▸ Input for this task
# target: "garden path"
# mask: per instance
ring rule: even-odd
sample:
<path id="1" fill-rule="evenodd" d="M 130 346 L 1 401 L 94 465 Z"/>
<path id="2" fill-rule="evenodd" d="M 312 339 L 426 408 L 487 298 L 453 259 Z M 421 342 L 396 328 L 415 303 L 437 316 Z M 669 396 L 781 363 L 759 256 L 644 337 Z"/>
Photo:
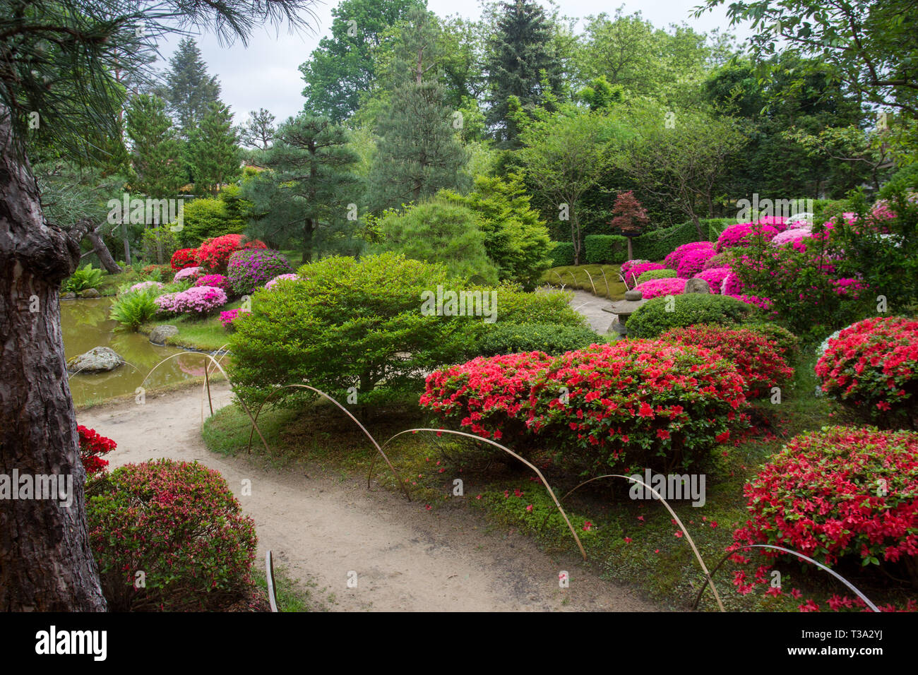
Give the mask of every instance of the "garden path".
<path id="1" fill-rule="evenodd" d="M 607 315 L 610 316 L 610 315 Z M 215 409 L 230 402 L 212 388 Z M 490 527 L 461 504 L 427 511 L 362 476 L 307 478 L 211 453 L 201 439 L 204 402 L 196 388 L 90 409 L 79 422 L 118 443 L 110 467 L 157 457 L 197 460 L 220 472 L 255 521 L 259 557 L 275 565 L 337 611 L 655 611 L 637 593 L 584 569 L 576 546 L 552 557 L 529 538 Z M 256 436 L 257 440 L 257 436 Z M 242 481 L 251 480 L 251 495 Z M 468 494 L 468 492 L 466 492 Z M 348 573 L 357 587 L 348 588 Z M 568 570 L 570 586 L 559 589 Z M 333 595 L 332 595 L 333 594 Z"/>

▸ Stated goal
Rewrite the entries above with "garden path" renamed to "walkway" and everything else kept the same. Leave the pictures out of your version.

▸ Output below
# target: "walkway"
# mask: per instance
ring rule: even-odd
sample:
<path id="1" fill-rule="evenodd" d="M 130 346 L 1 401 L 94 465 Z"/>
<path id="2" fill-rule="evenodd" d="M 312 339 L 426 408 L 487 298 L 453 259 Z M 421 342 L 396 328 L 415 303 L 437 316 Z M 669 396 L 781 363 L 759 256 L 644 337 Z"/>
Photo:
Give the mask of every instance of the "walkway".
<path id="1" fill-rule="evenodd" d="M 607 315 L 610 316 L 610 315 Z M 215 409 L 230 402 L 212 388 Z M 490 527 L 461 504 L 427 511 L 362 476 L 307 478 L 211 453 L 201 439 L 204 402 L 196 388 L 90 409 L 79 422 L 118 443 L 110 467 L 157 457 L 197 460 L 220 472 L 255 521 L 259 557 L 275 565 L 337 611 L 655 611 L 637 593 L 584 569 L 576 546 L 552 557 L 529 538 Z M 256 436 L 257 440 L 257 436 Z M 242 481 L 251 480 L 251 495 Z M 468 494 L 468 492 L 466 492 Z M 348 573 L 357 587 L 348 588 Z M 568 570 L 570 586 L 559 589 Z M 333 595 L 332 595 L 333 594 Z"/>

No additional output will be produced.